__Task__.
Could you gather every line of the material below that contains the word "with" and copy each of those lines out in full?

__Listed entries__.

○ ○ ○

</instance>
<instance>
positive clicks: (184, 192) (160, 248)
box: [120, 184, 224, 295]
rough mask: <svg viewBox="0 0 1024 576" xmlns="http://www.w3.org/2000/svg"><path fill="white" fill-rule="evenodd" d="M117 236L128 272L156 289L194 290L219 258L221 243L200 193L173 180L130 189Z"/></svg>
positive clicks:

○ ○ ○

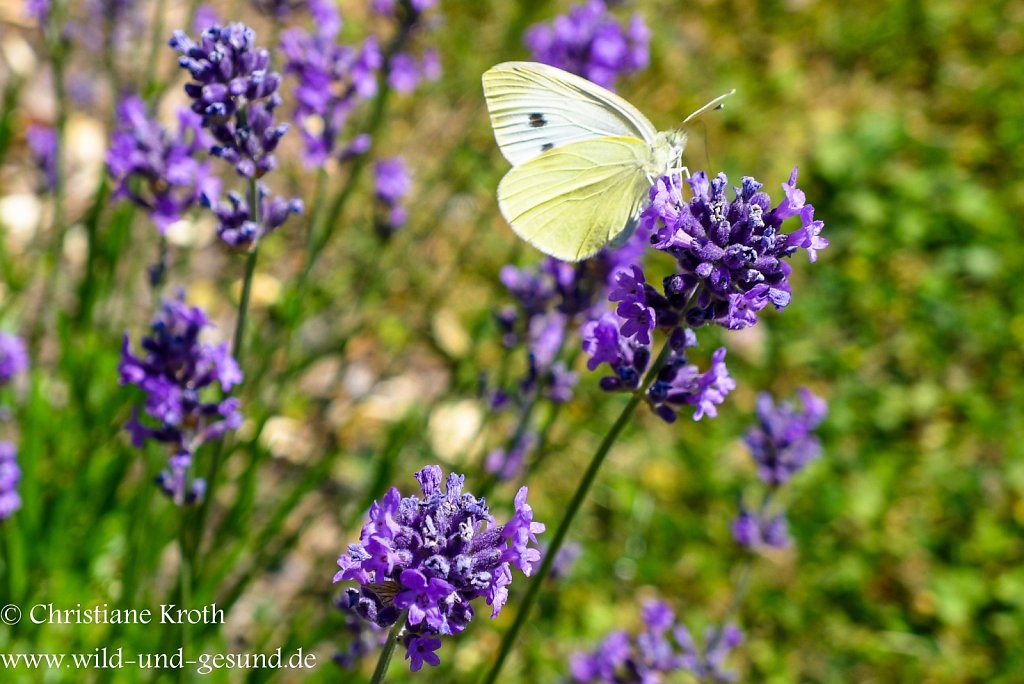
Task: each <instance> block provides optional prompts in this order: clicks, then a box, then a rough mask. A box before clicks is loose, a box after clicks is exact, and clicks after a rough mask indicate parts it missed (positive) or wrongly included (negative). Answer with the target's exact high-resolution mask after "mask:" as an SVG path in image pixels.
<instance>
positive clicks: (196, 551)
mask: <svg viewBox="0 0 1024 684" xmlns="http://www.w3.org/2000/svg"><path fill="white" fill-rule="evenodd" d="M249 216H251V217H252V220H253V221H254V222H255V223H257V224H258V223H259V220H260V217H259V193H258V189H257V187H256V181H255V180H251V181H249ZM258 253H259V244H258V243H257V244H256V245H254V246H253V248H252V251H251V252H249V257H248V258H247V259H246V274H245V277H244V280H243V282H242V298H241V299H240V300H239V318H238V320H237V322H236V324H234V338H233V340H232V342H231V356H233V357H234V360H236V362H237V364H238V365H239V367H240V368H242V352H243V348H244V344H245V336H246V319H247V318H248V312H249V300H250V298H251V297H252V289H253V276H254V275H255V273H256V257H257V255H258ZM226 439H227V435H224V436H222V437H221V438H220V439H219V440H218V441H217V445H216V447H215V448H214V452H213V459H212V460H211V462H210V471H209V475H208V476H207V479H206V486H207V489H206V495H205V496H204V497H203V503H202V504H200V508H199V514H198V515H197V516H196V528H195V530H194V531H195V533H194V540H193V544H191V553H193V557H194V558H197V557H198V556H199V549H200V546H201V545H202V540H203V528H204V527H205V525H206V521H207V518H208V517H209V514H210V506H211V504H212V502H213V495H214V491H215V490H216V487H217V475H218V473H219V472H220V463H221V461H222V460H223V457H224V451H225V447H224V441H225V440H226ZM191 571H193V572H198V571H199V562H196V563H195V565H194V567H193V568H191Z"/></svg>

○ ○ ○

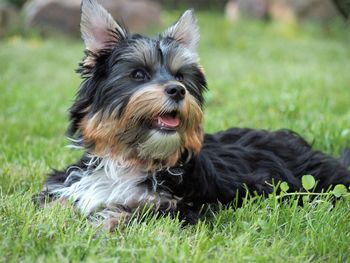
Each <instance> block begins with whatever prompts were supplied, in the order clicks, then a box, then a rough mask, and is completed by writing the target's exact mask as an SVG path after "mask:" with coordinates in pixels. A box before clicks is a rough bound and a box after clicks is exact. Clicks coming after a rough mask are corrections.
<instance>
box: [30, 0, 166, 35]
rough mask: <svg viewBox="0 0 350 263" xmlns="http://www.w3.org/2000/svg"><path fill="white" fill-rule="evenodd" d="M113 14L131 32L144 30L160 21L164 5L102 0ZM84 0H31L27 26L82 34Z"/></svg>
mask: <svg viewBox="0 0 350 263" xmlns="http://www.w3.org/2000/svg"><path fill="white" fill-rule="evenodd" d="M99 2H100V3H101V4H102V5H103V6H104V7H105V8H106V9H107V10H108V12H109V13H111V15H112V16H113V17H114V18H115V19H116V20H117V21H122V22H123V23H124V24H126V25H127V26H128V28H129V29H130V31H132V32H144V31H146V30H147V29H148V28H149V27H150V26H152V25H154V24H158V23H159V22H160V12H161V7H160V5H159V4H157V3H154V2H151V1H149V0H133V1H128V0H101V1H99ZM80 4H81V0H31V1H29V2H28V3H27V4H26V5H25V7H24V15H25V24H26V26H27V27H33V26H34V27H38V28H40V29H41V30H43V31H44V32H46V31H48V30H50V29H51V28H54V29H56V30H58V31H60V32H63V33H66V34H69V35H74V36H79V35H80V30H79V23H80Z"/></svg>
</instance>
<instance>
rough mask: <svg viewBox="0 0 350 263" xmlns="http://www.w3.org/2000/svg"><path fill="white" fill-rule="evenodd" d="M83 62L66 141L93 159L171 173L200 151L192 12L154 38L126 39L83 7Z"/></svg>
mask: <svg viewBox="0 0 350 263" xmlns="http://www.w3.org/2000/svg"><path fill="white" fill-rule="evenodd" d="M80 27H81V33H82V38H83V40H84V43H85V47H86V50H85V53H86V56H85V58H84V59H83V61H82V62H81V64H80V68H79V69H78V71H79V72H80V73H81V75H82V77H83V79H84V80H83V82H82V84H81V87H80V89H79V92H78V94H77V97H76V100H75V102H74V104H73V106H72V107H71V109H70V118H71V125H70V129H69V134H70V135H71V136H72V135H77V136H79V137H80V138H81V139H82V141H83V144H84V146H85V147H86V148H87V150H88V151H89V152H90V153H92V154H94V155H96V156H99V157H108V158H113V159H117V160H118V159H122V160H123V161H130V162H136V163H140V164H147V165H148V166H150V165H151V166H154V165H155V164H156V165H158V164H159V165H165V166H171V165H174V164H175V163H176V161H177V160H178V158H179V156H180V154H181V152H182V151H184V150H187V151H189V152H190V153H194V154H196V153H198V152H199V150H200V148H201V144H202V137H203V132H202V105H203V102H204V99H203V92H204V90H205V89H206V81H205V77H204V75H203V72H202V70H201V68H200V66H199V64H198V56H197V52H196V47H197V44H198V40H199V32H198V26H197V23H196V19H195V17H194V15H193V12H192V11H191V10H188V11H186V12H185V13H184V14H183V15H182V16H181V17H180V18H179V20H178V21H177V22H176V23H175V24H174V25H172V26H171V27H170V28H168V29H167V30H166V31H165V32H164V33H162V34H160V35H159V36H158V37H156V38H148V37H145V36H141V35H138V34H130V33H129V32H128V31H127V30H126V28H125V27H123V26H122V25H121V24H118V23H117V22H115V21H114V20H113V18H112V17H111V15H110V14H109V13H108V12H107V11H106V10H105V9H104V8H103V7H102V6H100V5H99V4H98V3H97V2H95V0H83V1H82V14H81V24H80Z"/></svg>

○ ○ ○

__Written response__.
Task: each <instance> block provides optional prompts in this order: clicks, then a box, then a rough mask. A box before clicks is loose, a box after clicks is exact, and clicks after a rough mask indicate parts it missed (positive) or wrongly included (negative). Answer with the target's exact high-resolution mask after "mask:" as an SVG path in image pixels.
Each <instance> block begins with whatever prompts were supplied, in the order clicks, then a box, then a rough mask, and is completed by writing the target's exact mask as an SVG path after "mask:" with coordinates in pixels. A box before clicks is a rough bound and a box after clicks is exact. Clicks coming after a rough mask are corrections.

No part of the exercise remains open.